━━ Excerpt ━━

Comment Reality interferes... (Score 5, Insightful) 197

Perhaps. Perhaps not.

The reality is that the US and west never stopped waging the Cold War. We broke the understanding with Russia and pushed NATO eastward, even incorporating parts of the former USSR into NATO.

Then we tore up the ABM treaty and put anti-missile bases in Eastern Europe claiming we were doing that because of Iran. The Russians didn't find that laughable claim one bit funny and understood that the west was seeking to negate their nuclear deterrence.

NATO has been used offensively both inside and outside of Europe and shows that it has nothing to do with "defense".

We portrayed a rag-tag group of Muslim fundamentalists as some sort of existential threat to the US and west, but now the US gov't has made a "pivot" and is portraying China as militarily aggressive because they are squabbling over some worthless islets with their neighbors. It's clear that China is the focus of a new Cold War.

It's clear the US is in search of a "new enemy" because that's what keeps Americans distracted from how much we waste on our military and our continuing economic decline.

"Were the Soviet Union to sink tomorrow under the waters of the ocean, the American military-industrial establishment would have to go on, substantially unchanged, until some other adversary could be invented. Anything else would be an unacceptable shock to the American economy." -- Ambassador to the USSR and US State Dept. strategist George F. Kennan.

━━━

> [Objective]:
Answer these questions using the comment above:
1. Which treaty does the comment say was torn up?
2. Which country does the comment call "the focus of a new Cold War"?
3. To whom is the closing quotation attributed?

━━ Items ━━

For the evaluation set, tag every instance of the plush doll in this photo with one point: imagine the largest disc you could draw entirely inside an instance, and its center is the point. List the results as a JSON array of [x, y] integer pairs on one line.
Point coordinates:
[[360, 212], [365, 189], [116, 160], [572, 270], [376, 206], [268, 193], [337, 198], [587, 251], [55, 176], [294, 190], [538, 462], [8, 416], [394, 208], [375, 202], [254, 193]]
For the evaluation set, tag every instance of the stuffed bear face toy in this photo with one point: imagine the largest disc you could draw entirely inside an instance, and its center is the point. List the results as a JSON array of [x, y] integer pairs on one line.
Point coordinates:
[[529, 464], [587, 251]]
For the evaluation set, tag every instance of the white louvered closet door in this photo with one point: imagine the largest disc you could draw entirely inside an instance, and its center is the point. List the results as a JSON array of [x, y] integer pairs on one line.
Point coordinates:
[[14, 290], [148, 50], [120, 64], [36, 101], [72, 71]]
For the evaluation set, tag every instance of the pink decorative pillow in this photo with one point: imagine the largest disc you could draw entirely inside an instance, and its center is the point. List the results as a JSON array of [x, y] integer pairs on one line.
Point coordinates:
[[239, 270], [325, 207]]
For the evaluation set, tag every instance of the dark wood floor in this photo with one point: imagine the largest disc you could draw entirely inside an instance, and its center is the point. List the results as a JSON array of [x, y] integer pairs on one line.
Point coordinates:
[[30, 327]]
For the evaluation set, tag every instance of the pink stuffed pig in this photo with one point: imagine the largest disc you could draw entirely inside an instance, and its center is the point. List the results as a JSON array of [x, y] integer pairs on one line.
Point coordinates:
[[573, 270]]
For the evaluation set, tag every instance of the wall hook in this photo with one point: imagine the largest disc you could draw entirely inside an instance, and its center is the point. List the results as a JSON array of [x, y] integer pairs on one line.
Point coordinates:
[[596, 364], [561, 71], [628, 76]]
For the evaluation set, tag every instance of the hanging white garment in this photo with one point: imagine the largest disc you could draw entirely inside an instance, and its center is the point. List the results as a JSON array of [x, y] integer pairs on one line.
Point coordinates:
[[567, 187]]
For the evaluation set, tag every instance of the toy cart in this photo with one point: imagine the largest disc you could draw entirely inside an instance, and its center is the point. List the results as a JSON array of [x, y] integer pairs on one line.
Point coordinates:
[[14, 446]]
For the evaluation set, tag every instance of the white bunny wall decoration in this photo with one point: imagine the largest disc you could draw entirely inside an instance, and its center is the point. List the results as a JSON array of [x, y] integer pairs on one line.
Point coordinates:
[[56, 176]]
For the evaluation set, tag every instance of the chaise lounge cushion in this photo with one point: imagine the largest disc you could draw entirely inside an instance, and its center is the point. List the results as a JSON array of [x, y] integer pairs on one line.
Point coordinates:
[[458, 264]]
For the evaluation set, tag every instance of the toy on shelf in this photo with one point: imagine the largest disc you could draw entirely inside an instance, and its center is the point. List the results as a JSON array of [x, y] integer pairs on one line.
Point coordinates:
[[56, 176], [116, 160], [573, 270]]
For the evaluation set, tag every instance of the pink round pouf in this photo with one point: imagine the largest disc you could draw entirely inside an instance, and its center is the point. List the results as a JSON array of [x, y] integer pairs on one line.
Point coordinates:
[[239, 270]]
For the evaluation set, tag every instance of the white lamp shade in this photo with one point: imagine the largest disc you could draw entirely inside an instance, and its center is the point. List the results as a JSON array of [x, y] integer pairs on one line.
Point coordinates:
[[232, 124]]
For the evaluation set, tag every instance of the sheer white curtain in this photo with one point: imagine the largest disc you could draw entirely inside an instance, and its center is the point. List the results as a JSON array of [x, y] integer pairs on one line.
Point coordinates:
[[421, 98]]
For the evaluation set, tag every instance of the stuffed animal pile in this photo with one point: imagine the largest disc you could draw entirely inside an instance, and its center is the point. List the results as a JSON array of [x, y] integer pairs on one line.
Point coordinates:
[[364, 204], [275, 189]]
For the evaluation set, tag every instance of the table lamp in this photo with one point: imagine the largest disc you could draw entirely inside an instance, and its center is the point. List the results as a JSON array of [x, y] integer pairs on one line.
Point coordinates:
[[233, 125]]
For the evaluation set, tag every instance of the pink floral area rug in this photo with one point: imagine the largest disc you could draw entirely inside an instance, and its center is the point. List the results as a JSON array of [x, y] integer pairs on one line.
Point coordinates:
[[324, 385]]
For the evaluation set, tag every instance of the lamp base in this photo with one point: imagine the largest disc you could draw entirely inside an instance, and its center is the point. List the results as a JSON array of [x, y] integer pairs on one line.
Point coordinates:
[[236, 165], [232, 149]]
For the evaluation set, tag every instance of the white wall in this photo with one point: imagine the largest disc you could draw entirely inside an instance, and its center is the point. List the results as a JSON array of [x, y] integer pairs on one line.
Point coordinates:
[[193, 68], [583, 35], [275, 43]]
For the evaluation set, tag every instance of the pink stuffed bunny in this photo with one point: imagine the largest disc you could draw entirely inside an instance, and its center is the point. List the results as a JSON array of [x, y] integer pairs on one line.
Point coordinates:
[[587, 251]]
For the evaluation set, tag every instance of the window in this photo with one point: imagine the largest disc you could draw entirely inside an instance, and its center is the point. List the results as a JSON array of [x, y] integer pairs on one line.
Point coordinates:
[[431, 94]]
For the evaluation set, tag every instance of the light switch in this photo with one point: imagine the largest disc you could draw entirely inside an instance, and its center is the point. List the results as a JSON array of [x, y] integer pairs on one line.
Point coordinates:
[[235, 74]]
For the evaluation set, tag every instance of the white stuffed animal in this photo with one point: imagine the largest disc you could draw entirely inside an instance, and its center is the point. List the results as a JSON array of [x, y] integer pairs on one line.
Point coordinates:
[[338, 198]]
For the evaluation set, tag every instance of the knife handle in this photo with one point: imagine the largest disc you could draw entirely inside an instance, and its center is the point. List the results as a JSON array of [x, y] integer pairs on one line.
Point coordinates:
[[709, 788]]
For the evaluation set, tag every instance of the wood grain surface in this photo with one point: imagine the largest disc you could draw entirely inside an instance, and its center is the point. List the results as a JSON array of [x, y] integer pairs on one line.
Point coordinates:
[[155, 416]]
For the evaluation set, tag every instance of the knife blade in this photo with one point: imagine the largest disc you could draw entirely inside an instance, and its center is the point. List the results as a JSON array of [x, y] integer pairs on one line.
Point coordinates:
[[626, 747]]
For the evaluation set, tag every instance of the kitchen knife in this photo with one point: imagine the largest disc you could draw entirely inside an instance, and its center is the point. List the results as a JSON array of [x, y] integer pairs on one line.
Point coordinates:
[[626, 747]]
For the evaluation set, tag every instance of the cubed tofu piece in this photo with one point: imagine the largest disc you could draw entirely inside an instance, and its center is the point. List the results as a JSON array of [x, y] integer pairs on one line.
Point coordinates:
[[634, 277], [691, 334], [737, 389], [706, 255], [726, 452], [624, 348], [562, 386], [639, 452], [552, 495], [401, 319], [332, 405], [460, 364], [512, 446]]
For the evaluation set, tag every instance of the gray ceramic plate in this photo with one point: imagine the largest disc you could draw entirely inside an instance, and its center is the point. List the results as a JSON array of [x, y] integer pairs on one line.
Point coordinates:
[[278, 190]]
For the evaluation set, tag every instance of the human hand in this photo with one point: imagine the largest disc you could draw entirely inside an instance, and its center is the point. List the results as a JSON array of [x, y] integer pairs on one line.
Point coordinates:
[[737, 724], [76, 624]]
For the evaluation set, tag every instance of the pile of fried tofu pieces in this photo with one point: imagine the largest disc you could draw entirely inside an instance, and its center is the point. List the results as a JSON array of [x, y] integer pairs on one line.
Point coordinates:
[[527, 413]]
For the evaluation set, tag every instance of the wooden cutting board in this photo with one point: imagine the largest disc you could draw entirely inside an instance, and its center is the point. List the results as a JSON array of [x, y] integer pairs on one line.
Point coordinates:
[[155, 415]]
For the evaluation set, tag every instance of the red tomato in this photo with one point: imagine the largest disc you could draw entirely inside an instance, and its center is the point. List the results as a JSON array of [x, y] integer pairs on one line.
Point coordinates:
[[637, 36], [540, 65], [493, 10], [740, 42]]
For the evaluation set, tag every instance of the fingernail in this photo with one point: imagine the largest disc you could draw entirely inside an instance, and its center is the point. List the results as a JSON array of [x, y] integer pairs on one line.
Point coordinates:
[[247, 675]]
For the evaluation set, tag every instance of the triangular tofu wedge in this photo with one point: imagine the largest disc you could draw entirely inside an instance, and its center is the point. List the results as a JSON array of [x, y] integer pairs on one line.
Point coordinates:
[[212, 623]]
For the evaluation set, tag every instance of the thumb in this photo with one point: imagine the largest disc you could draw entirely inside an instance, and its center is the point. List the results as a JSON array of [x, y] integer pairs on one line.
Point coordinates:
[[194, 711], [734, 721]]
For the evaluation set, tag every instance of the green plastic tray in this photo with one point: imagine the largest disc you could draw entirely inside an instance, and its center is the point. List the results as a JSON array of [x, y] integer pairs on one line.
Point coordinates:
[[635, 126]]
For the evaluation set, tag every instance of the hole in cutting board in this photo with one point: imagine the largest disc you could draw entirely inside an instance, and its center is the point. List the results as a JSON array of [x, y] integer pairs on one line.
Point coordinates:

━━━

> [Complete output]:
1. The ABM treaty.
2. China.
3. George F. Kennan, Ambassador to the USSR and US State Dept. strategist.